• [Page text]
((

I just wish he would tell me, but I know he won't do that. I don't know how I'd ever find out if there's someone else until I see their picture in the paper when they get married. He's just not the type to be forthcoming with that information.

It's just.. the last time we were together was so completely passionate (and come on, guys! Do I really have to explain the incident that caused me to go purchase the Morning After Pill? Don't you feel that's fairly self explanatory?!) and wonderful, I have to wonder.. well, whatever. He's an odd guy, and I've known that from the very beginning. I just wanted to end up with him, I really did. I wanted to take care of him and be taken care of by him for the rest of our lives. I know that's cheesy, but man.. I really did want that.

So what am I going to do about this situation? Nothing. Absolutely nothing. The last time this happened, at the end of our 5 year relationship, I clung to him at every possible second and made it known that I wasn't going to give up without a fight. This time? I'm not fighting. I'm going to withdrawl. I'm going to avoid him. I'm not going to cling, I'm not going to fight, I'm just going to let him go. It's probably the best thing for everybody, anyway. It's not what I had in mind, but.. it happens, and I need to deal with it and move on to the next person that will be in my life, whoever that may be. I love him, with all my heart, but maybe it just wasn't meant to be.

So, sorry to bring the room down. Here's something special: instead of staying with my brother while I'm in town, I'm staying at a Holiday Inn! Just between you and me, I really don't dig his loft very much. It's not him. It's too flashy. And the parking situation sucks ass. I do miss Dylan the Monkey Dog, though. I don't know if he'll bring him when we go to lunch tomorrow. I hope he does! I love my little monkey puppy!

But I love this hotel, dude! I thought about going out somewhere tonight, but instead I stayed in, ordered fajitas for room service, and now I am enjoying the complimentary high speed internet! It doesn't take much to entertain me, let me tell you.

Other news and notes: On Wednesday, I went to the dreaded endocrinologist. This doctor has always scared me throughout the 10 years I've been going to him, but much more in recent years. I figured out why I fear him so much: he represents the fact that I am not taking care of my body, and he's that fear realized. I know that makes no sense to you, but like.. I fear him because he represents everything I hate about myself -- the fact that I don't consistently take my pills, that I haven't lost weight, stuff like that.

He also put me on Meridia, some kind of appetite suppresant. Those fuckers cost $100 for 30 pills! I haven't started taking them yet, so I don't know.. but dizamn! Those fuckers are expensive!

))

• [Objective A]
Answer these questions about the post.
(i) How long did the earlier relationship last?
(ii) Where is the writer staying instead of with the brother?
(iii) What did the writer order from room service?
The post and the entries after it are separate, unrelated material.

• [Material for the task]

((

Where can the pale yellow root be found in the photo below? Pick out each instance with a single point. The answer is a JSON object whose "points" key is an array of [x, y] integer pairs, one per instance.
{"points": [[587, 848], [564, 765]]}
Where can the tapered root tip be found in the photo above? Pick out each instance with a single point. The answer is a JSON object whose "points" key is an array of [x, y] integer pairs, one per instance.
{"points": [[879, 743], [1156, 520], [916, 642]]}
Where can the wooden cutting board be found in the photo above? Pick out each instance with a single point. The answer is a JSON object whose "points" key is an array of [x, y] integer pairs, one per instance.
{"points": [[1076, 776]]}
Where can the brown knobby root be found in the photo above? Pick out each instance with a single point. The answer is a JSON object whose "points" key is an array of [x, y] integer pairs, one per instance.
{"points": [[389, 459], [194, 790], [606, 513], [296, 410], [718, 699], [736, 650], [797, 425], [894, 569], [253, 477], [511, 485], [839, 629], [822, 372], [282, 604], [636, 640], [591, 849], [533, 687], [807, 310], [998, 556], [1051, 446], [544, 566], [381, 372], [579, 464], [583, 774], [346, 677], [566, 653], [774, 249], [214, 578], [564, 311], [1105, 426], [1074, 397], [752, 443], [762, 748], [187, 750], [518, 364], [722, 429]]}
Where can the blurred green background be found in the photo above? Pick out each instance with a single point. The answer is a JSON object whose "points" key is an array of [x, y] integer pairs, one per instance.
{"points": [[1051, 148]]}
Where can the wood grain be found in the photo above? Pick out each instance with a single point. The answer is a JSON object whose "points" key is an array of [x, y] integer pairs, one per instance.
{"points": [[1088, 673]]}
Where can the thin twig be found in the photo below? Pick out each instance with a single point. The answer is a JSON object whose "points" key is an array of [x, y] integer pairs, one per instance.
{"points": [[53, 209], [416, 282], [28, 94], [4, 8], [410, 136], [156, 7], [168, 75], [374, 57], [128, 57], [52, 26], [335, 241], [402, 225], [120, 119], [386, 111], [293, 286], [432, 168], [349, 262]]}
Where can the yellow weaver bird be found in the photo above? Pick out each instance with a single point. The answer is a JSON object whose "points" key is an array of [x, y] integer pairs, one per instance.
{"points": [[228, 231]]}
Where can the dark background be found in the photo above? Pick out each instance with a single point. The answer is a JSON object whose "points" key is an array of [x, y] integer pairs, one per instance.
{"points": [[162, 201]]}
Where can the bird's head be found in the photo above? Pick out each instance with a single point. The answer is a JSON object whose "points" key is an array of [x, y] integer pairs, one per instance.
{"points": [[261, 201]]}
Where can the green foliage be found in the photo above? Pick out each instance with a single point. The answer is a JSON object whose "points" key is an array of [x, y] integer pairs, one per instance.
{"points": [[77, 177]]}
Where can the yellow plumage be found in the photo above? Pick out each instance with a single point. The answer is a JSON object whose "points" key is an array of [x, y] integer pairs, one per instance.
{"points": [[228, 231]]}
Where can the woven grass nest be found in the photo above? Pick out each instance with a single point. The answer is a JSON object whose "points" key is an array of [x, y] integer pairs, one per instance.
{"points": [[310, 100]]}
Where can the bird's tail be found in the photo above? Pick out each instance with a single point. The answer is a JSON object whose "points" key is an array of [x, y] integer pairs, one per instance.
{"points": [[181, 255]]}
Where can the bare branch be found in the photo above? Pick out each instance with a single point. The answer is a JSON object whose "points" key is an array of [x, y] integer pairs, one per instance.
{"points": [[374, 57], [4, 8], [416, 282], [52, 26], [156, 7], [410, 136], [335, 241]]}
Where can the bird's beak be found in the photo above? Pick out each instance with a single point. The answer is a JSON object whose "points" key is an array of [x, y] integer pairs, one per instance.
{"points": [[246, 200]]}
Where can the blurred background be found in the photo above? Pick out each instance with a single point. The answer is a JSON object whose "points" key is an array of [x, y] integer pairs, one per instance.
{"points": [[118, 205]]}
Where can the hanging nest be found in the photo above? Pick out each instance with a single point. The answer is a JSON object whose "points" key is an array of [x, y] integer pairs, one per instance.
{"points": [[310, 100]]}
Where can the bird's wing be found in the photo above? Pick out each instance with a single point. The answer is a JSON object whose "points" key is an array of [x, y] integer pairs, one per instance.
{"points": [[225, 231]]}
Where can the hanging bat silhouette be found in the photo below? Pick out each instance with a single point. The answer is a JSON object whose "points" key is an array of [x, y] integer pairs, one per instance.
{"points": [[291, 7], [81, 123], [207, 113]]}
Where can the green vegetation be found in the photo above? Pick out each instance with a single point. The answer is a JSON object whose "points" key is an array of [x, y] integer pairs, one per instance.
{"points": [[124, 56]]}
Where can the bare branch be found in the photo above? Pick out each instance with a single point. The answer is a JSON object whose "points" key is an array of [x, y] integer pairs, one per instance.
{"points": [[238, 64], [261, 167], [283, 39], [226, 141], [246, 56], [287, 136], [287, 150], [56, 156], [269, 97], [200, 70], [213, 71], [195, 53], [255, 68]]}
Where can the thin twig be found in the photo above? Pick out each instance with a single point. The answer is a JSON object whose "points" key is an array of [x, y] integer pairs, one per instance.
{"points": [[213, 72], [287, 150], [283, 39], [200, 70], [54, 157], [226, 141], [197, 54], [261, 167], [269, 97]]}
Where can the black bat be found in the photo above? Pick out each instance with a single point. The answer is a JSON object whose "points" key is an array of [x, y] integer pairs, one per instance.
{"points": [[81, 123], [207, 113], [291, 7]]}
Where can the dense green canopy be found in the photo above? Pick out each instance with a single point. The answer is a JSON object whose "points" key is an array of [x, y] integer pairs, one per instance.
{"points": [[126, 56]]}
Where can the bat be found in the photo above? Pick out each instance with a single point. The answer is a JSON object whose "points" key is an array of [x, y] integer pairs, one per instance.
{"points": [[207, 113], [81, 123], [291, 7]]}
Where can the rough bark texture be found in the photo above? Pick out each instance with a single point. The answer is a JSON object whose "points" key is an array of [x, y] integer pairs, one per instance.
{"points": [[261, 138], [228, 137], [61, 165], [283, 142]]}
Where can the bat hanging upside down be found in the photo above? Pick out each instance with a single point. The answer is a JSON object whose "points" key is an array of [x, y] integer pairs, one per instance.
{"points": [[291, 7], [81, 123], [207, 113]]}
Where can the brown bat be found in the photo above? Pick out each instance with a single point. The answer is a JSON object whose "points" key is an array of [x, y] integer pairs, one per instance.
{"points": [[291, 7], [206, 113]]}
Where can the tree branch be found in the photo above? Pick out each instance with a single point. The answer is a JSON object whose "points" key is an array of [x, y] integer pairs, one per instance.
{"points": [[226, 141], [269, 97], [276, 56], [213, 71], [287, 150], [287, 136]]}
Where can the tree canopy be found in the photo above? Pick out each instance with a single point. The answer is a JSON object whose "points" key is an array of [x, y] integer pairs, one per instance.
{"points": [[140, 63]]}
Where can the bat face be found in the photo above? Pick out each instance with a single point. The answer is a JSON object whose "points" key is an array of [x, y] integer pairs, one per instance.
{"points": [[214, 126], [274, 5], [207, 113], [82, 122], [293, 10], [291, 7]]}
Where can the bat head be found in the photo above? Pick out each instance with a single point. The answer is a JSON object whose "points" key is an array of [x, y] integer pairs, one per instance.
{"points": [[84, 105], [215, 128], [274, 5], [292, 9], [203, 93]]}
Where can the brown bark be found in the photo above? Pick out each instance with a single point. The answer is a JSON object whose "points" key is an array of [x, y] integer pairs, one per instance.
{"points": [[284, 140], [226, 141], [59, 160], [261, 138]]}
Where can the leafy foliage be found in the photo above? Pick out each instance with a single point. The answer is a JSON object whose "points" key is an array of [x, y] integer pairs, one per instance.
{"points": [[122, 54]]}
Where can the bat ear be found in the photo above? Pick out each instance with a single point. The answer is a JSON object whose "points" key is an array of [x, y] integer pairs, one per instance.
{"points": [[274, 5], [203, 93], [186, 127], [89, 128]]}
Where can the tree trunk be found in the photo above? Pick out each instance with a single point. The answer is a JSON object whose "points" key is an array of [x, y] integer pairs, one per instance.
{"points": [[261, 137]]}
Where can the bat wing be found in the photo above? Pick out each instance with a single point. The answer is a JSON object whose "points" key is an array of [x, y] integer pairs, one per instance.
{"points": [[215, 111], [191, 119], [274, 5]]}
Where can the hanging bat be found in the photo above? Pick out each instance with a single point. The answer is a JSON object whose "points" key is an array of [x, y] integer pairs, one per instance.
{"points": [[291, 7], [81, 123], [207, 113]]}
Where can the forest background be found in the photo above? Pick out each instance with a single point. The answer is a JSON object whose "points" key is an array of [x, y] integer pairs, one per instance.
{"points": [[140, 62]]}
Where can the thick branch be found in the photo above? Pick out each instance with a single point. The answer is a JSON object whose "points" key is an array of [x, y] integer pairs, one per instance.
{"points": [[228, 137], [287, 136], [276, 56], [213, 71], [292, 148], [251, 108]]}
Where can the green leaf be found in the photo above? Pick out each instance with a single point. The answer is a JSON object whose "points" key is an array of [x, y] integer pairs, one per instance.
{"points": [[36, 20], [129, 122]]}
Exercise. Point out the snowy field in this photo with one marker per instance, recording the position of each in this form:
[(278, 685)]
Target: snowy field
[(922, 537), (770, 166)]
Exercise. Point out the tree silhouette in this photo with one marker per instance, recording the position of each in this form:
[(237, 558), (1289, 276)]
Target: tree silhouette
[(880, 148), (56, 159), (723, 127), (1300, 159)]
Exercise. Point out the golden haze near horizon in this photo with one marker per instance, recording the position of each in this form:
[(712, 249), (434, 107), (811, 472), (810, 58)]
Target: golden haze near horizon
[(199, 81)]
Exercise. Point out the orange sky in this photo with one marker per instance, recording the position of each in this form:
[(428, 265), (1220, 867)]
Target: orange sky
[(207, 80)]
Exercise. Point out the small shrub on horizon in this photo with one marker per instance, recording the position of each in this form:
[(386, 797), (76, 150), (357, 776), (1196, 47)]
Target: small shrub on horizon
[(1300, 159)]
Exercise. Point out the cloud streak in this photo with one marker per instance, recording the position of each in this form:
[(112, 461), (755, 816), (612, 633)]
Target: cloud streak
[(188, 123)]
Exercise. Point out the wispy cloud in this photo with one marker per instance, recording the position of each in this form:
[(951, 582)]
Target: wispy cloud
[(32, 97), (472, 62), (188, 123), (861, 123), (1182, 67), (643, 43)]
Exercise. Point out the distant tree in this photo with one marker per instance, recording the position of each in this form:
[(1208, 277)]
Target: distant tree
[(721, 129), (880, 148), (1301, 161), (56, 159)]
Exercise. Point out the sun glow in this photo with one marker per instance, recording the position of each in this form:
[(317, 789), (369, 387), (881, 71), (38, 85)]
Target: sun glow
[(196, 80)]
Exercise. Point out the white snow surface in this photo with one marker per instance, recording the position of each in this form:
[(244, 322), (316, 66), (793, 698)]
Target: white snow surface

))

• [Objective B] In the entries, take the stretch from the line containing "Exercise. Point out the white" through the end of the entries, and switch "snow" to "sand" while leaving everything else unchanged. Give back only that stretch.

• [Full response A]
(i) 5 years
(ii) At a Holiday Inn
(iii) Fajitas

• [Full response B]
Exercise. Point out the white sand surface in this photo with one marker per instance, recording the position of each in this form:
[(244, 322), (316, 66), (793, 698)]
Target: white sand surface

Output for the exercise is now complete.